***** READING TEXT

That's him. I am debating wether I want to take it back just based on principle and the fact that I don't want it to get destroyed in shipping back and forth. If I do take it back I will sell it again cheap and be done with it. I got 2 other subs so I can use the money elsewhere. I haunt heard from him since early yesterday. I told him I was thinking of not taking it back.


----------



## mikey7182 (Jan 16, 2008)

JAX said:


> That's him. I am debating wether I want to take it back just based on principle and the fact that I don't want it to get destroyed in shipping back and forth. If I do take it back I will sell it again cheap and be done with it. I got 2 other subs so I can use the money elsewhere. I haunt heard from him since early yesterday. I told him I was thinking of not taking it back.


Tell him to meter it like Matt said. From what I understand, the worse the sag, the further off from nominal impedance the coils will read. I think that 1200GTi I had was reading in the low to mid 3s when it should have read 3.9-4.1. If his coils read between 5.9-6.2 per coil, he's an official douchebag and I hope he gets the worst kind of ass cancer.


----------



## mattyjman (Aug 6, 2009)

mikey7182 said:


> If his coils read between 5.9-6.2 per coil, he's an official douchebag and I hope he gets the worst kind of ass cancer.


i'm with you on that one Mike... for sure. werd.


----------



## JAX (Jun 2, 2006)

ha ha ok. I will do that. and see what he says.


oh and he got the sub Friday around 5pm and pm'd me sometime later that night. not sure when as my time is wrong on that forum.

**********

» **ACTIVITY**: Rewrite everything in the forum thread from "## JAX (Jun" down to "on that forum.", swapping "Friday" for "Saturday". The rows that come next have nothing to do with the forum thread.

***** MATERIAL SHOWN

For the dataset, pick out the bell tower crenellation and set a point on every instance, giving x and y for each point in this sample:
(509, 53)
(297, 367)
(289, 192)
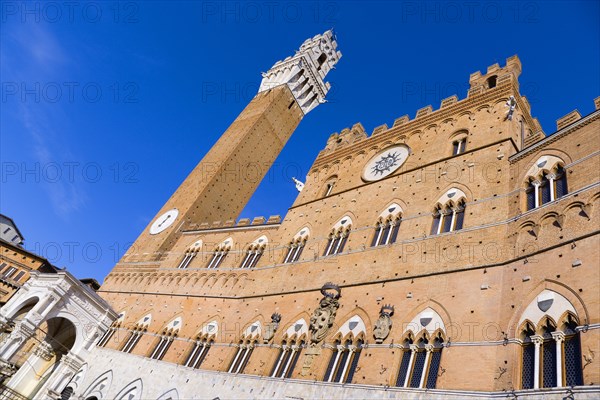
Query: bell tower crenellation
(304, 73)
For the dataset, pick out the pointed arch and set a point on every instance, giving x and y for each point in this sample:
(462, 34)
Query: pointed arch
(133, 391)
(100, 386)
(170, 395)
(352, 328)
(563, 291)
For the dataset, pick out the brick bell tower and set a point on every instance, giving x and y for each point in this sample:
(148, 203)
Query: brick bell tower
(216, 189)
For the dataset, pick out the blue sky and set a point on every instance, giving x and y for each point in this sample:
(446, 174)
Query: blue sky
(107, 106)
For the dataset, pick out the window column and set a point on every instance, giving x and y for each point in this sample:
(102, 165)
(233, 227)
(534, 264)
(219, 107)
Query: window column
(338, 351)
(538, 341)
(551, 182)
(559, 338)
(536, 185)
(429, 350)
(411, 363)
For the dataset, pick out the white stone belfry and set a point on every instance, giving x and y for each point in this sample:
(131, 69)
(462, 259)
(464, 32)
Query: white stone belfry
(63, 318)
(305, 72)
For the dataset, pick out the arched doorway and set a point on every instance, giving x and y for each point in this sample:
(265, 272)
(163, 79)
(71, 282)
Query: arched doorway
(53, 340)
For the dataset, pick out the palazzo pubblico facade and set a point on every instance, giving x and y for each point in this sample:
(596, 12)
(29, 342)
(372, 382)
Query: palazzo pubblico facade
(451, 255)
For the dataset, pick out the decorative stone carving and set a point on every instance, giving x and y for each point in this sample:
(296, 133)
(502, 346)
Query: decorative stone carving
(271, 327)
(6, 370)
(324, 315)
(44, 351)
(383, 324)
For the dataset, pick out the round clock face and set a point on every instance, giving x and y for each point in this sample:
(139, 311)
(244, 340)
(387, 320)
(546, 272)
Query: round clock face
(385, 162)
(164, 221)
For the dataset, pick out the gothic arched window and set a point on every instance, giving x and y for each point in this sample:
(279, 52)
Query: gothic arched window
(448, 217)
(546, 182)
(338, 237)
(387, 227)
(343, 361)
(198, 353)
(296, 246)
(219, 254)
(254, 253)
(550, 352)
(242, 356)
(420, 362)
(287, 359)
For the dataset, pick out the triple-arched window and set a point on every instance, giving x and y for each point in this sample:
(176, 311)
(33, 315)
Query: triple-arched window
(287, 359)
(220, 253)
(550, 350)
(422, 352)
(189, 254)
(254, 252)
(346, 351)
(242, 356)
(420, 361)
(202, 344)
(344, 360)
(166, 339)
(296, 246)
(546, 182)
(136, 334)
(449, 213)
(459, 142)
(110, 332)
(387, 227)
(338, 236)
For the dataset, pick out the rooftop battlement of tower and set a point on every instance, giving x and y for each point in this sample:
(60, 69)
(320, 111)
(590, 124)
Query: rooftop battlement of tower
(497, 83)
(304, 72)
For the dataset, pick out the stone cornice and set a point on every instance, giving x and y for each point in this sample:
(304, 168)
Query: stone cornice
(555, 136)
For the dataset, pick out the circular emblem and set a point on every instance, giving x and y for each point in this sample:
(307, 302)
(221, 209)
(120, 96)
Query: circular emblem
(385, 162)
(164, 221)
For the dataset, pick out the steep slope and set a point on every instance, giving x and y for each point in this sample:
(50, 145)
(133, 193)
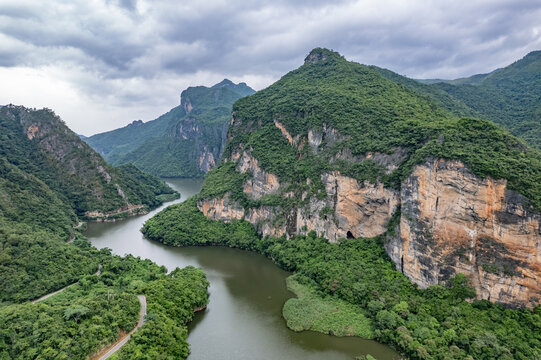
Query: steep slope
(38, 143)
(334, 147)
(334, 167)
(185, 142)
(510, 96)
(42, 166)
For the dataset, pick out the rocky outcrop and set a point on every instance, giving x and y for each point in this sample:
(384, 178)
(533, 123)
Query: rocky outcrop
(455, 222)
(223, 209)
(452, 221)
(351, 209)
(261, 183)
(206, 160)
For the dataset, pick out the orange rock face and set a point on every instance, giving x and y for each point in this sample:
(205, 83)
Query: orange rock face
(452, 221)
(455, 222)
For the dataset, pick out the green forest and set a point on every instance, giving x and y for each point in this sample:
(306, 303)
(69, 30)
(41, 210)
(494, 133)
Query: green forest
(78, 176)
(43, 250)
(436, 323)
(172, 144)
(376, 115)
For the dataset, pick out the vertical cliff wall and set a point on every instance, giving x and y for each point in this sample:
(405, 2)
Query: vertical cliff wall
(455, 222)
(452, 221)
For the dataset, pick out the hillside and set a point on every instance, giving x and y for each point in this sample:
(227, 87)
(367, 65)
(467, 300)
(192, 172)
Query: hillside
(377, 193)
(37, 142)
(49, 179)
(185, 142)
(510, 96)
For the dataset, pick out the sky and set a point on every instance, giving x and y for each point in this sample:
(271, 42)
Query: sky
(101, 64)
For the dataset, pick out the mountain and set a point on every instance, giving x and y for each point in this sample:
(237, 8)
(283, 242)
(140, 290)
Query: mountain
(510, 96)
(185, 142)
(39, 144)
(373, 192)
(49, 180)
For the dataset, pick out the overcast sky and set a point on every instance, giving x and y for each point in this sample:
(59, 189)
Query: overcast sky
(101, 64)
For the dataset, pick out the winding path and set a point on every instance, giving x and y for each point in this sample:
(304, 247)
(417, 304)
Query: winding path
(64, 288)
(118, 345)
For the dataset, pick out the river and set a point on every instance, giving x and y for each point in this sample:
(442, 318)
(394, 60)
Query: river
(247, 291)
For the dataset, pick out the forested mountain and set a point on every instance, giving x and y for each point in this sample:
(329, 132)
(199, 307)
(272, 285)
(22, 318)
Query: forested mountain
(49, 179)
(37, 142)
(380, 193)
(510, 96)
(185, 142)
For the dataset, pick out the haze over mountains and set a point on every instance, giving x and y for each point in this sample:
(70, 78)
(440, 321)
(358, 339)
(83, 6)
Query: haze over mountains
(400, 201)
(185, 142)
(371, 187)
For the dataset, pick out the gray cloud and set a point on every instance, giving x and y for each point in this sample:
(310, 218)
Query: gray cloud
(129, 54)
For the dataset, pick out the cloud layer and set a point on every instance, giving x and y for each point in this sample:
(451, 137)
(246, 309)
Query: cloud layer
(103, 63)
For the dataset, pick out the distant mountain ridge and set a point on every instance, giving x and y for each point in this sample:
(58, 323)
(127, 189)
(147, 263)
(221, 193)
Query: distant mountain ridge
(187, 141)
(39, 144)
(509, 96)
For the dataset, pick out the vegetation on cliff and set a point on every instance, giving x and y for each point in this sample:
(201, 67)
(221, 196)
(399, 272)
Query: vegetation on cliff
(38, 143)
(510, 96)
(48, 179)
(331, 114)
(184, 142)
(357, 111)
(436, 323)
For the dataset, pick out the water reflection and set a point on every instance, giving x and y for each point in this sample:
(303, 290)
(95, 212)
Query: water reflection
(247, 292)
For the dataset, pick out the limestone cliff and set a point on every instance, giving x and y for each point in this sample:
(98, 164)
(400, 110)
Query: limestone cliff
(455, 222)
(452, 221)
(187, 141)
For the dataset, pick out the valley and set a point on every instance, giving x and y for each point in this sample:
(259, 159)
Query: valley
(247, 293)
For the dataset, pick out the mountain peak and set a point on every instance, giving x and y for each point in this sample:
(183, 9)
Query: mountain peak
(224, 82)
(321, 54)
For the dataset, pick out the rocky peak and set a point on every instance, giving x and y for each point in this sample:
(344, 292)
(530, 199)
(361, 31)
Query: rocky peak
(321, 54)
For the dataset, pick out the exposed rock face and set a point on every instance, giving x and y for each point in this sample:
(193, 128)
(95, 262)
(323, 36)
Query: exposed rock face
(451, 222)
(205, 141)
(455, 222)
(261, 183)
(206, 160)
(351, 209)
(221, 209)
(32, 131)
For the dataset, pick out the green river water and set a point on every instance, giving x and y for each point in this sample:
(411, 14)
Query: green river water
(247, 293)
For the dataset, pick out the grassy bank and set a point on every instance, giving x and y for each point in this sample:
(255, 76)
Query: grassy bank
(314, 311)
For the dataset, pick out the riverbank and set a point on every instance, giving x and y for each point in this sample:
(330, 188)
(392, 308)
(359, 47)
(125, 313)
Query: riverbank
(244, 317)
(359, 272)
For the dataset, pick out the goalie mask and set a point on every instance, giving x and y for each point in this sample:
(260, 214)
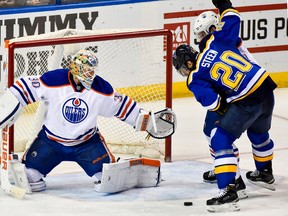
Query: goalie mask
(83, 66)
(204, 24)
(184, 59)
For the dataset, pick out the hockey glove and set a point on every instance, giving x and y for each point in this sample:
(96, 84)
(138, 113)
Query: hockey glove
(159, 125)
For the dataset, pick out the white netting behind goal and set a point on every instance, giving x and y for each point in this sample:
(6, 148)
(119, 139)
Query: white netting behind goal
(135, 66)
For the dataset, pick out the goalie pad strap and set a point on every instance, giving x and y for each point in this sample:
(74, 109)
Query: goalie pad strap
(10, 109)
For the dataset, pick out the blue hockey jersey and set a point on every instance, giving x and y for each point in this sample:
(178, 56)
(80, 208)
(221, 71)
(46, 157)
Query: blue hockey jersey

**********

» **YOUR SOLUTION**:
## JAX (Jun 2, 2006)

ha ha ok. I will do that. and see what he says.


oh and he got the sub Saturday around 5pm and pm'd me sometime later that night. not sure when as my time is wrong on that forum.